That tank is a terrible example of what you want to do. Packed full of fish and most of them terrible tank mates.


----------



## BillD (May 17, 2005)

For what it is worth, a couple of years ago, someone traded a large Butt in at the local Big Al's. It was about 10 to 12" long, fat and healthy looking, and came from a 180. Since the tank was being shut down, all it's tank mates were also returned to the store. The tank mates were all platies, Very large platies. These were the largest platies I every saw, many of them being 3/4" thick from side to side and around 3+" long.They were so fat they looked like balloon platies. Apparenetly they got along without any issues.


----------



## Yael (Nov 25, 2012)

DJRansome said:


> Crocodile.


 :  lol:


----------



## Chromedome52 (Jul 25, 2009)

> Here is one video I found with a Tilapia Buttikoferi living with many *other *lake malawi cichlids


The fact that you posted in the Malawian section, combined with the above statement, suggests that you believe _T. buttikoferi _to be a Malawian Cichlid. It is a substrate spawning species from West Africa, and is not suited to the water conditions of the Rift Lakes. A single specimen eventually requires a very large tank for himself, just based on biomass/waste production. Non-Cichlid tankmates might be workable because they are not recognized as competitors, but should the Butthead turn out to be male, other Cichlids are 90% likely to be killed.


----------



## 1025667 (Dec 20, 2012)

I actually just brought him back today. He was about 5 inches and being VERY aggressive to my 3, 7 inch Blue Dolphins.


----------



## mjcolman56 (Nov 26, 2012)

I'm glad you took him back before it was too late.


----------



## ciclideos (Sep 19, 2014)

Crocodile? Someone has already thought of that


----------
##########
### OBJECTIVES
**a)** According to the forum thread, what region is T. buttikoferi from?
**b)** Reproduce the dataset excerpt records below line for line, with no changes.

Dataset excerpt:
##########
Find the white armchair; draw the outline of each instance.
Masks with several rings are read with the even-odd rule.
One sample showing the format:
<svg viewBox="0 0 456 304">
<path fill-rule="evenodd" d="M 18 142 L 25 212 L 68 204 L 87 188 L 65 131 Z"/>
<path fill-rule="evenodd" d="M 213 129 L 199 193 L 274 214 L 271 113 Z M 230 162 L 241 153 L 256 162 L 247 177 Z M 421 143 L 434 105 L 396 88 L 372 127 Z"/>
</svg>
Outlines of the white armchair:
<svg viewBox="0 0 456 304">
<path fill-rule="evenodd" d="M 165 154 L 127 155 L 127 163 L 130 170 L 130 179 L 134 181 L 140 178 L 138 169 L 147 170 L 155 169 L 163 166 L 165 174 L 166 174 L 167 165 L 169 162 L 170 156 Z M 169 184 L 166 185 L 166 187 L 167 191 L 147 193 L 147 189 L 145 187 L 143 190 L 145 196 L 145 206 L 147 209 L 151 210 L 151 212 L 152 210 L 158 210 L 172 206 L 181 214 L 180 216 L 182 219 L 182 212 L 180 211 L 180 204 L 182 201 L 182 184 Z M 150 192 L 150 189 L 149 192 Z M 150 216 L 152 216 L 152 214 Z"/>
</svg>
##########
### TASK-BY-TASK RESULTS
**a)** West Africa.

**b)**
Find the white armchair; draw the outline of each instance.
Masks with several rings are read with the even-odd rule.
One sample showing the format:
<svg viewBox="0 0 456 304">
<path fill-rule="evenodd" d="M 18 142 L 25 212 L 68 204 L 87 188 L 65 131 Z"/>
<path fill-rule="evenodd" d="M 213 129 L 199 193 L 274 214 L 271 113 Z M 230 162 L 241 153 L 256 162 L 247 177 Z M 421 143 L 434 105 L 396 88 L 372 127 Z"/>
</svg>
Outlines of the white armchair:
<svg viewBox="0 0 456 304">
<path fill-rule="evenodd" d="M 165 154 L 127 155 L 127 163 L 130 170 L 130 179 L 134 181 L 140 178 L 138 169 L 147 170 L 155 169 L 163 166 L 165 174 L 166 174 L 167 165 L 169 162 L 170 156 Z M 169 184 L 166 185 L 166 187 L 167 191 L 147 193 L 147 189 L 145 187 L 143 190 L 145 196 L 145 206 L 147 209 L 151 210 L 151 212 L 152 210 L 158 210 L 172 206 L 181 214 L 180 216 L 182 219 L 182 212 L 180 211 L 180 204 L 182 201 L 182 184 Z M 150 192 L 150 189 L 149 192 Z M 150 216 L 152 216 L 152 214 Z"/>
</svg>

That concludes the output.